● **Excerpted text**
For the uninitiated, “Dyatlov” refers to the Dyatlov Pass incident, a mysterious event that occurred in the northern Ural Mountains of the Soviet Union (now Russia) in 1959. A group of nine experienced hikers, led by Igor Dyatlov, set out on a skiing expedition to reach Otorten Mountain. However, they never completed their journey, and their bodies were discovered weeks later under puzzling and eerie circumstances.
The hikers’ tent was found cut open from the inside, and they appeared to have fled in various stages of undress. Some of the bodies showed signs of severe trauma, including fractured skulls and chest injuries, while a number of them had missing eyes and eyebrows, and one man’s tongue was missing – but there were no signs of struggle. What’s more, some of the clothing worn by the victims was found to be radioactive.
Various theories have been proposed to explain the Dyatlov Pass incident, ranging from natural disasters to military or governmental involvement – and even supernatural explanations. The official Soviet investigation concluded that the hikers died due to a “compelling unknown force,” but in 2020, it was put down to an avalanche – but True Detective Season 4 creator Issa Lopez isn’t convinced.
Speaking to Vanity Fair, she said: “An avalanche doesn’t explain a lot of the details I think. Even if it did, I prefer the strange, incomplete answer. I think there is a fascination with puzzles that are still missing a couple of pieces, and that obsesses us, and makes us angry, and makes us not stop thinking about them.”
Thankfully, it seems Lopez isn’t going to leave us guessing after the end of Night Country – although it will take some detective work. “Not all of the details, not all of the questions are clarified at the end,” she said, the outlet adding that there are “enough hints that even the questions it doesn’t expressly answer can be resolved by a viewer who’s willing to comb through the first five episodes for clues.” Given the strong theories being put forward by the online community, it appears the True Detective fans are certainly willing to play along.

● **Requirement**
Reproduce the Dyatlov Pass text above verbatim, everything from "The hikers’ tent" down to "Lopez isn’t convinced.".

● **Entries shown**
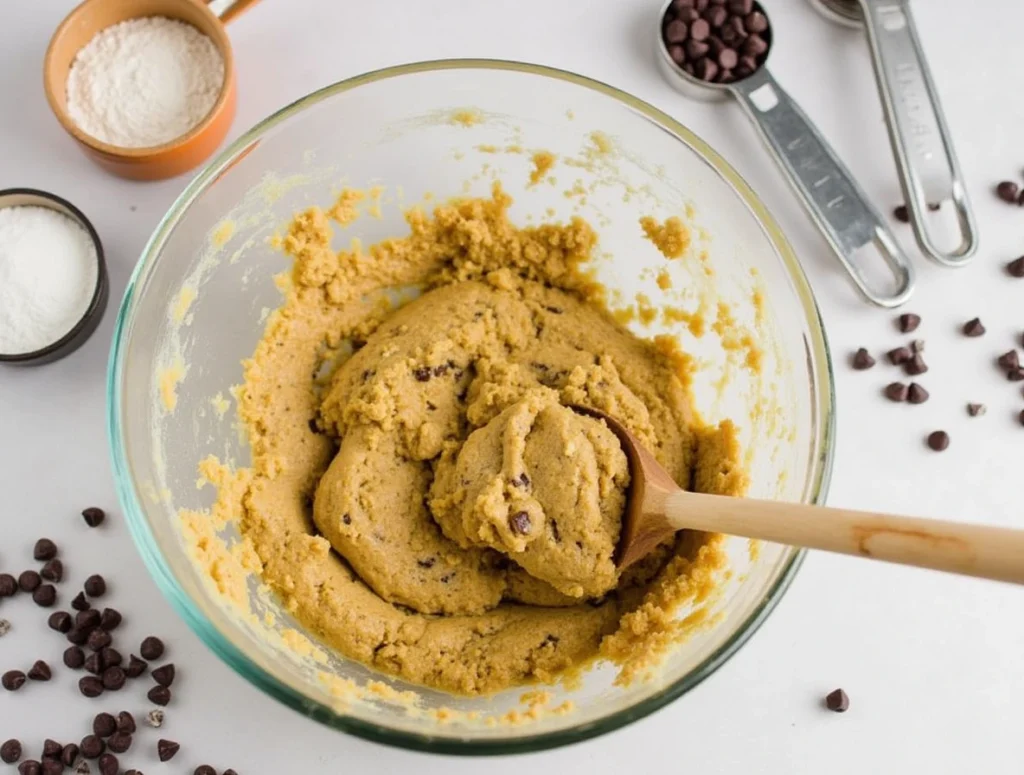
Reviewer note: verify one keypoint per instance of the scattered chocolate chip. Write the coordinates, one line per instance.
(69, 754)
(164, 675)
(114, 679)
(915, 366)
(90, 686)
(98, 639)
(974, 328)
(95, 586)
(135, 666)
(152, 648)
(1010, 360)
(45, 596)
(896, 391)
(862, 359)
(838, 701)
(40, 671)
(92, 746)
(10, 750)
(12, 680)
(110, 618)
(1008, 190)
(52, 570)
(899, 355)
(908, 323)
(166, 748)
(119, 742)
(29, 580)
(108, 765)
(74, 657)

● **Complete answer**
The hikers’ tent was found cut open from the inside, and they appeared to have fled in various stages of undress. Some of the bodies showed signs of severe trauma, including fractured skulls and chest injuries, while a number of them had missing eyes and eyebrows, and one man’s tongue was missing – but there were no signs of struggle. What’s more, some of the clothing worn by the victims was found to be radioactive.
Various theories have been proposed to explain the Dyatlov Pass incident, ranging from natural disasters to military or governmental involvement – and even supernatural explanations. The official Soviet investigation concluded that the hikers died due to a “compelling unknown force,” but in 2020, it was put down to an avalanche – but True Detective Season 4 creator Issa Lopez isn’t convinced.